Passage provided:
++++++++++
They talk about their critics who accuse them of promoting
drugs, but they say they’re just telling jokes. They say their humor has a third-world relaxation element to
it directly stemming a certain roughness related to being poor and born brown or
black.
Talks about a falling out they had during the filming of Nice Dreams. Tommy was directing and it got to him.
Tommy Chong’s grandmother was a friend of Amelia
Earharts. She was also the first
Chinese woman to fly a plane. He's from a small town in Canada. He
lost his virginity to a prostitute in Calgary. He has an unearthly way with women.
Tommy makes an inspirational reference to a comedy improv group from the mid
to late 60s, The Committee, that I coincidentally have a matchbook of, picked up at a garage sale on the Island.
Tommy was a musician and played with a series of R&B groups, he wrote Does Your Momma Know About Me? for Robert Taylor and the Vancouvers. http://www.youtube.com/watch?v=BBxOm-dhoek
That's some funny shit.
They were rock bottom broke in 1971.
Troops in Vietnam were writing letters to them saying they loved them and that it cost two Stones tapes
to one Cheech and Chong tape by their local bartering system. Their comedy records were outselling Led Zepplin, Stevie
Wonder, and the Stones in the continental U.S. too.
Cheech really admires Richard
Pryor as the best comedian of the time.
++++++++++
Dataset:
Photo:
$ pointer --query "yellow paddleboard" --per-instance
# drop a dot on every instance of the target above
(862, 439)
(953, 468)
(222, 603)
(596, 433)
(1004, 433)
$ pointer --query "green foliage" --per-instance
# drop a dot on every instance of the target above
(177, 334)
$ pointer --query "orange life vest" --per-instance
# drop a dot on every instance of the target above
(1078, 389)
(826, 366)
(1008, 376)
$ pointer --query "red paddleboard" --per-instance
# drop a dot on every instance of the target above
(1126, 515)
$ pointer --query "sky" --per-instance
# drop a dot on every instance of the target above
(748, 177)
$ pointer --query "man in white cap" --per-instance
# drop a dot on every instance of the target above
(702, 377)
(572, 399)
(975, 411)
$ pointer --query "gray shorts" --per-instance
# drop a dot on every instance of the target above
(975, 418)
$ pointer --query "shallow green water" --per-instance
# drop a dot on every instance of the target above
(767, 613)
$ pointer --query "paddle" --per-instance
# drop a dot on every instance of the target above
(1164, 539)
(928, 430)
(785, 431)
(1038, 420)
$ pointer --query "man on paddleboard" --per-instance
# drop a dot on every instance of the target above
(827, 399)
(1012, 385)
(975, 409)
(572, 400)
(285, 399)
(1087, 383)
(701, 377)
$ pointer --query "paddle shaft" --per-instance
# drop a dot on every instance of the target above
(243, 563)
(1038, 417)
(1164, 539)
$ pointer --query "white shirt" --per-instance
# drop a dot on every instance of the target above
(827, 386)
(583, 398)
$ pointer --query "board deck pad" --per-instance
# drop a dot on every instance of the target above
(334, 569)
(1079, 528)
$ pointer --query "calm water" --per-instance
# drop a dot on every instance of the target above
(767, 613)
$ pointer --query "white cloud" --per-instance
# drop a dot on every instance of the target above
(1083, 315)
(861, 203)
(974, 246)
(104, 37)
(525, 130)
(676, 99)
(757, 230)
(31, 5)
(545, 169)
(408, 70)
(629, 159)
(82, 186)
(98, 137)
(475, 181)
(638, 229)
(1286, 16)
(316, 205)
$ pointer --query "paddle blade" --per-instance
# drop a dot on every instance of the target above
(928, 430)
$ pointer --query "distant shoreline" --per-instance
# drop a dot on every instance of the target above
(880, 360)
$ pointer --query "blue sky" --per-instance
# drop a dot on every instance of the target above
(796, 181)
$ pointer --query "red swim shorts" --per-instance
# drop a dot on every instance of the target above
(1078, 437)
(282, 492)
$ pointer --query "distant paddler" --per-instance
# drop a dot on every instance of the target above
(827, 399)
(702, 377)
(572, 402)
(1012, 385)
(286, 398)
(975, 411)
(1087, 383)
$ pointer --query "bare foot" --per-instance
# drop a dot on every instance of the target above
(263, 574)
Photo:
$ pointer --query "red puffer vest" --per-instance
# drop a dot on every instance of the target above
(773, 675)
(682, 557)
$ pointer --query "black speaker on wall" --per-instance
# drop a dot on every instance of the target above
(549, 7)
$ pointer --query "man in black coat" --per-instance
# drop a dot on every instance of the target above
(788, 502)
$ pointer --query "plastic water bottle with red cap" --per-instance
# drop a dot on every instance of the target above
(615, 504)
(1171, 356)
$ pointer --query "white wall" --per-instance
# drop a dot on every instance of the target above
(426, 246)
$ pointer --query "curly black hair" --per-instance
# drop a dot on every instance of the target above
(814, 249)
++++++++++
What to do:
a - List every musical act that the Cheech and Chong passage names, other than Cheech and Chong themselves.
b - Please answer these questions using the Cheech and Chong passage:
(i) During the filming of which movie did the two have a falling out?
(ii) In what year were they rock bottom broke?
(iii) Whom does Cheech admire as the best comedian of the time?
c - Pick up the Cheech and Chong passage after its last sentence and keep it going.
The entries are separate material, apart from the Cheech and Chong passage.

Responses to the exercise:
a -
Robert Taylor and the Vancouvers
the Stones
Led Zepplin
Stevie Wonder

b -
(i) Nice Dreams
(ii) 1971
(iii) Richard Pryor

c -
They’ve been able to handle their
success because they didn’t believe the hype surrounding them.
They talk about playing Vegas,
rock festivals, and prisons, not too much different from one another.
Cheech calls LSD “a cosmic
colonic, clears all the shit right out.
The great purifier.”
Cocaine made them too paranoid
and fucked up their timing on stage,
It also screwed them up physically getting all sorts of nasal and upper respiratory issues. Marijuana strictly to relax.
They have a real inside view of
how Hollywood movies were made in the early to mid 70s, the wheeling and
dealing and backstabbing, good stuff.
Tommy talks about how he and
Cheech looked forward to doing The
Playboy Interview because so much of who they are was still unspoken and
they saw the interview as being the ultimate showcase for them, a very much "we've really made it" moment.